### [DIRECTIONS FOR THIS TASK]
Return, exactly as they appear, the lines of the records from the line containing "task: provide the mask of every instance of the pond" down to the end of the records, including both ends.

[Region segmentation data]
****************************************
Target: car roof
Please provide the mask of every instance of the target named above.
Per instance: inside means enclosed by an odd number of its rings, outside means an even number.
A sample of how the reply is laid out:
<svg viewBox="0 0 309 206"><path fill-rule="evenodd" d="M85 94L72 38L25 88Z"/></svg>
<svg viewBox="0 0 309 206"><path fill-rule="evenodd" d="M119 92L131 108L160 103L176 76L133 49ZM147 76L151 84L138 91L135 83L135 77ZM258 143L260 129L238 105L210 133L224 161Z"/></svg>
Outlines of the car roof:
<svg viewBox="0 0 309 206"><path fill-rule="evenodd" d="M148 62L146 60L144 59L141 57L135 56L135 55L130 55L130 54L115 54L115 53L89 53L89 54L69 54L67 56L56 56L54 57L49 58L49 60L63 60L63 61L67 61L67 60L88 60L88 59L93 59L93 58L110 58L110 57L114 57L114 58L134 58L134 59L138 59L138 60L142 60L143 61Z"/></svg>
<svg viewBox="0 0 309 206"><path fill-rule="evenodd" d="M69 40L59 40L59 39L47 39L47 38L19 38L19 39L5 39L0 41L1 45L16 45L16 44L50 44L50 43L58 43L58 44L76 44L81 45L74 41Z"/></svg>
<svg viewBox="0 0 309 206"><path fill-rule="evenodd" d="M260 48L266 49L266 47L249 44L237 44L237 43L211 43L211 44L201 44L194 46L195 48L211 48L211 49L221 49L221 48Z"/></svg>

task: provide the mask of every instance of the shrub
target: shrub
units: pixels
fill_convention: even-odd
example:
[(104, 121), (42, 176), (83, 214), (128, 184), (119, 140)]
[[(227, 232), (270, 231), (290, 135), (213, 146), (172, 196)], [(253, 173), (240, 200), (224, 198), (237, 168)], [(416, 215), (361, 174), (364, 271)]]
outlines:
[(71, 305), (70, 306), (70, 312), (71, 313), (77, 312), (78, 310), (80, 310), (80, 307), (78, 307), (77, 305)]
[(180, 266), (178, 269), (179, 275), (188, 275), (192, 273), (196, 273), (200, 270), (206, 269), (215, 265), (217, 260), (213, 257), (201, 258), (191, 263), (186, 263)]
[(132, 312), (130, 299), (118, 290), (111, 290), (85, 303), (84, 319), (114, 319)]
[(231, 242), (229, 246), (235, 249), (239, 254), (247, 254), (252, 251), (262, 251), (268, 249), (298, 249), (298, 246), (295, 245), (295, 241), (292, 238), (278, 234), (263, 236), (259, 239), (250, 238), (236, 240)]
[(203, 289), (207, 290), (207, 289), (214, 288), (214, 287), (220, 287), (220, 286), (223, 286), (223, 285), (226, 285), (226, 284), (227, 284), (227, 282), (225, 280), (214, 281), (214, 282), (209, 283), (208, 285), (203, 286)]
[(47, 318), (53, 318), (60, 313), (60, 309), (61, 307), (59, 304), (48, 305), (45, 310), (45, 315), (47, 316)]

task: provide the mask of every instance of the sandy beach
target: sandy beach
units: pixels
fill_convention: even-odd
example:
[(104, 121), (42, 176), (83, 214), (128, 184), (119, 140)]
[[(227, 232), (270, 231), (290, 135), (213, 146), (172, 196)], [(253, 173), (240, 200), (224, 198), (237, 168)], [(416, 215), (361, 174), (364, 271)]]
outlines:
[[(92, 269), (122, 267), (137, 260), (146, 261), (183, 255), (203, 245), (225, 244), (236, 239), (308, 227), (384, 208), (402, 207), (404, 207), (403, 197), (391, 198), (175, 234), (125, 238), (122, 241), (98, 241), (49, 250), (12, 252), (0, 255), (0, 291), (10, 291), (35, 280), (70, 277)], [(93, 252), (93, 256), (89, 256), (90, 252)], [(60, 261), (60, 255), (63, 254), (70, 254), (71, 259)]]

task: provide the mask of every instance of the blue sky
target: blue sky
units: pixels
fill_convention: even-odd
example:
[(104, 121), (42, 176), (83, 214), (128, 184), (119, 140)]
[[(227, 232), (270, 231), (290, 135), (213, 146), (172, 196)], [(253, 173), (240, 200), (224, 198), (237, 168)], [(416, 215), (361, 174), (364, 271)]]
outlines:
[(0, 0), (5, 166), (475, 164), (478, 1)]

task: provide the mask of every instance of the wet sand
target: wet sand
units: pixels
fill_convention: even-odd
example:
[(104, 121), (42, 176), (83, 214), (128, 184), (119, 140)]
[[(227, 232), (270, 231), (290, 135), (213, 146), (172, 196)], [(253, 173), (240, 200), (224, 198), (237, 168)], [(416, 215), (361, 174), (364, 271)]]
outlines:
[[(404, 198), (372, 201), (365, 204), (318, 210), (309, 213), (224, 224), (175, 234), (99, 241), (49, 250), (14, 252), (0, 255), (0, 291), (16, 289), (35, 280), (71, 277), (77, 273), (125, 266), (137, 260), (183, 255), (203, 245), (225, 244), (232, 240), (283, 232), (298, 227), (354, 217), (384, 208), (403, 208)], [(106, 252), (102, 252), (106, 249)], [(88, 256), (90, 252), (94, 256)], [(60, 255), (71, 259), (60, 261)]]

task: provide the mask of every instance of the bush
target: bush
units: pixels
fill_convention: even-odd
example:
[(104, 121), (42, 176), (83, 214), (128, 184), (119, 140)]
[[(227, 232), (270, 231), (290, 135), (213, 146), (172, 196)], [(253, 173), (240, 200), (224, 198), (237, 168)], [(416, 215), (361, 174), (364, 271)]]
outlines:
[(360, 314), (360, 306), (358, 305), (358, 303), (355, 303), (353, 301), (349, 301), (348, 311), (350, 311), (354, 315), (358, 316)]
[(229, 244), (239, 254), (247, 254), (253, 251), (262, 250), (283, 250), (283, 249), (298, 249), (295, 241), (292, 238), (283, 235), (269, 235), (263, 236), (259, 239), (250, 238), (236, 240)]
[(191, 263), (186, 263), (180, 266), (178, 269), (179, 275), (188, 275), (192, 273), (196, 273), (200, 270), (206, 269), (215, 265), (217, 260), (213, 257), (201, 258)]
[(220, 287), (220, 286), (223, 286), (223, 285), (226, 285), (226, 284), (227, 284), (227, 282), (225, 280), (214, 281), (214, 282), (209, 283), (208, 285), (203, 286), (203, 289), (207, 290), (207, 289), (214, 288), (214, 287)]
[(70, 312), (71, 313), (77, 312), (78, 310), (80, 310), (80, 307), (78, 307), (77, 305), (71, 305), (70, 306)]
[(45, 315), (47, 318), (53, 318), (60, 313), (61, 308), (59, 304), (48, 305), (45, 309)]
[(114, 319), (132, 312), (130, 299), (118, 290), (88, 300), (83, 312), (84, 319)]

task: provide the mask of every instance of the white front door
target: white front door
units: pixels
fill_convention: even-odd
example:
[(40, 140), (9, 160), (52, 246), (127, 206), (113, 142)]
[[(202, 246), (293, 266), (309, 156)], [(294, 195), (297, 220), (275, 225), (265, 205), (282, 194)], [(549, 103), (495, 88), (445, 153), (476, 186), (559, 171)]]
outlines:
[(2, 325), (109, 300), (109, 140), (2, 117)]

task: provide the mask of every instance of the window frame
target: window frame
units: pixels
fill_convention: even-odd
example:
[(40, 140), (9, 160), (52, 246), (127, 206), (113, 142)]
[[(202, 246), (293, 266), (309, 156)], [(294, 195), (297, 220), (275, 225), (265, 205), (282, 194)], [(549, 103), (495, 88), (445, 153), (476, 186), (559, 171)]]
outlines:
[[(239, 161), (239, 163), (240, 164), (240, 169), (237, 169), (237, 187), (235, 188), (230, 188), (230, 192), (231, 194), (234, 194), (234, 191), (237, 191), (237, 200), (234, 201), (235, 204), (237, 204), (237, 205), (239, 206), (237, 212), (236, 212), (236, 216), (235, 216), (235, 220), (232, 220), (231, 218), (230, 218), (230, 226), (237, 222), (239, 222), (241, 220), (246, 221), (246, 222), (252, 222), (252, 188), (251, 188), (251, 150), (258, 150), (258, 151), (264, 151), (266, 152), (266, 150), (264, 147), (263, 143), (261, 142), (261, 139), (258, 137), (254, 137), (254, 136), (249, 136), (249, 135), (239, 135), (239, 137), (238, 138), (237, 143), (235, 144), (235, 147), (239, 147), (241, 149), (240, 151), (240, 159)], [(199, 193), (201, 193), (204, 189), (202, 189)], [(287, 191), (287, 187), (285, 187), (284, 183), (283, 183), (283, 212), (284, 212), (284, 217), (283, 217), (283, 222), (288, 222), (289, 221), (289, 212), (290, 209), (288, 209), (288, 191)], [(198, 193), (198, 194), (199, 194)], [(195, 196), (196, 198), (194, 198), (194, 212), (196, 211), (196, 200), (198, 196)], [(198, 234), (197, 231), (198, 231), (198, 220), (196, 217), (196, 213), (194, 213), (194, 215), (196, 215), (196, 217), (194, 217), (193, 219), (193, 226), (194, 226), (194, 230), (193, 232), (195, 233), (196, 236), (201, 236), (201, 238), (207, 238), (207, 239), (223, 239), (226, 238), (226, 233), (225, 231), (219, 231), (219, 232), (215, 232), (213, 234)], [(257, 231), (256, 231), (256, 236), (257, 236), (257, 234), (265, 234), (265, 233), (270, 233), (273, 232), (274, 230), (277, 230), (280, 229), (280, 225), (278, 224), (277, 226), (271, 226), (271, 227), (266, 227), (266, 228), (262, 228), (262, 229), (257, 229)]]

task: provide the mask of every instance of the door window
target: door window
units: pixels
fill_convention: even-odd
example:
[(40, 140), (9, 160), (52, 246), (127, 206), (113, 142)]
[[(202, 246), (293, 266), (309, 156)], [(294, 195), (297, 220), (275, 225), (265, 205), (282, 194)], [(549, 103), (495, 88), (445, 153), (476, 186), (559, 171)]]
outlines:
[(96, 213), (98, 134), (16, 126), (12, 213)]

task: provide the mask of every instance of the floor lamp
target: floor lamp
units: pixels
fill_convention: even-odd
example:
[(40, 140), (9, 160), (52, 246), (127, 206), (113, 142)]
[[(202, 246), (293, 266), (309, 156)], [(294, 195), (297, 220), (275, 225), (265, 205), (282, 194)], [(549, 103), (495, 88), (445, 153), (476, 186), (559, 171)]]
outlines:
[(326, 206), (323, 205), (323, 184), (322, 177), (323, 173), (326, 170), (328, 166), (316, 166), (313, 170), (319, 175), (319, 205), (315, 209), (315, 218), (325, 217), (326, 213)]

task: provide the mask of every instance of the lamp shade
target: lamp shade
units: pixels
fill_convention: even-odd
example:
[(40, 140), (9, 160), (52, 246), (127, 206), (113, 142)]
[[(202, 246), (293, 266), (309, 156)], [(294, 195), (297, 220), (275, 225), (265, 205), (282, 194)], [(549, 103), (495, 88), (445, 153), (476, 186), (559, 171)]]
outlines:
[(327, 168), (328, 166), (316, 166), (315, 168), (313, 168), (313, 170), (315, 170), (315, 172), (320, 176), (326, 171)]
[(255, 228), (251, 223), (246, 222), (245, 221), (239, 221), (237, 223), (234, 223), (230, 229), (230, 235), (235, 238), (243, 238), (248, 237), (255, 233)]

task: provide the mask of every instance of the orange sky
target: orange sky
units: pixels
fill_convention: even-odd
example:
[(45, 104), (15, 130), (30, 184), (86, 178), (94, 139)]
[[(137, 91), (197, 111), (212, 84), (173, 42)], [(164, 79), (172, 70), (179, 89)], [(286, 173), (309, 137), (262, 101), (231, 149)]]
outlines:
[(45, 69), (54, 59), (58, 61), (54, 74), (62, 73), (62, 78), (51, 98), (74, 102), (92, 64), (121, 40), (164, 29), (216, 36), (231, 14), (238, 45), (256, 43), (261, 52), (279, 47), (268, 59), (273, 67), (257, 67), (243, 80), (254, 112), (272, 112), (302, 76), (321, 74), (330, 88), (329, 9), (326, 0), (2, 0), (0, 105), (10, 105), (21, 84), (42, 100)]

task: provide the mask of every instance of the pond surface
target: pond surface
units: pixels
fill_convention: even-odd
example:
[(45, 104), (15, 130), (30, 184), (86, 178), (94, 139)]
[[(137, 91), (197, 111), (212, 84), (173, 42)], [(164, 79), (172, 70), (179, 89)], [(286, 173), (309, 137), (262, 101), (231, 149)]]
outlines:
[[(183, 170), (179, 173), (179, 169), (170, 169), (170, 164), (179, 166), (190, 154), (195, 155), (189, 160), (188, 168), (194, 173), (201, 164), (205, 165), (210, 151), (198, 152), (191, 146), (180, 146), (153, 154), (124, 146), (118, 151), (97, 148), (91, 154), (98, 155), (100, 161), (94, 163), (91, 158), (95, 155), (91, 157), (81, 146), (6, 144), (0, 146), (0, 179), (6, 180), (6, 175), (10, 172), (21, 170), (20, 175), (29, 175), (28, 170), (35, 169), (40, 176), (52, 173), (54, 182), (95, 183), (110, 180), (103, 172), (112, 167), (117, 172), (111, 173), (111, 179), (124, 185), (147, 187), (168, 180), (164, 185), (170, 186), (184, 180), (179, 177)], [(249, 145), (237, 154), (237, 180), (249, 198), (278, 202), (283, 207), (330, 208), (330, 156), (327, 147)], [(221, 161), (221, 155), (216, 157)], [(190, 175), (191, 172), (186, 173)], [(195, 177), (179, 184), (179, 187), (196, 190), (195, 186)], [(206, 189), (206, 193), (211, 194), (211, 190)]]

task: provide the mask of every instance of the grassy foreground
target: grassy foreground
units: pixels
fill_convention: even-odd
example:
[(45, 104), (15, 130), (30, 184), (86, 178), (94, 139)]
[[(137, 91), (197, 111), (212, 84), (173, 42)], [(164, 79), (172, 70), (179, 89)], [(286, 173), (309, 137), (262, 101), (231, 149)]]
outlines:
****************************************
### [WRITTEN SOLUTION]
task: provide the mask of every instance of the pond surface
target: pond surface
units: pixels
fill_convention: even-odd
example:
[(45, 104), (15, 130), (30, 184), (86, 178), (94, 139)]
[[(137, 91), (197, 111), (212, 84), (173, 42)], [(164, 79), (172, 70), (179, 89)], [(286, 173), (309, 137), (262, 101), (231, 149)]]
outlines:
[[(183, 170), (179, 173), (179, 169), (170, 169), (170, 164), (179, 166), (190, 154), (195, 155), (189, 160), (188, 168), (194, 173), (201, 164), (205, 165), (210, 151), (198, 152), (191, 146), (180, 146), (153, 154), (124, 146), (118, 151), (97, 148), (91, 154), (98, 155), (100, 161), (94, 163), (91, 158), (95, 155), (91, 157), (81, 146), (6, 144), (0, 146), (0, 179), (6, 180), (6, 175), (10, 172), (21, 170), (20, 175), (29, 175), (28, 170), (35, 169), (40, 176), (52, 173), (54, 182), (95, 183), (110, 180), (103, 172), (112, 167), (117, 172), (111, 173), (111, 179), (124, 185), (147, 187), (168, 180), (164, 185), (170, 186), (184, 180), (179, 177)], [(249, 145), (237, 154), (237, 180), (249, 198), (278, 202), (283, 207), (330, 208), (330, 156), (327, 147)], [(221, 161), (221, 155), (216, 157)], [(190, 175), (191, 172), (186, 173)], [(195, 177), (179, 184), (179, 187), (196, 190), (195, 186)], [(206, 189), (206, 193), (211, 194), (211, 190)]]

task: provide the mask of every instance of the grassy foreground
target: grassy foreground
units: pixels
fill_convention: even-odd
example:
[(45, 104), (15, 130), (30, 184), (86, 178), (94, 139)]
[[(137, 91), (197, 111), (212, 84), (173, 42)], [(164, 79), (172, 70), (179, 89)], [(286, 173), (309, 137), (262, 101), (231, 149)]]
outlines:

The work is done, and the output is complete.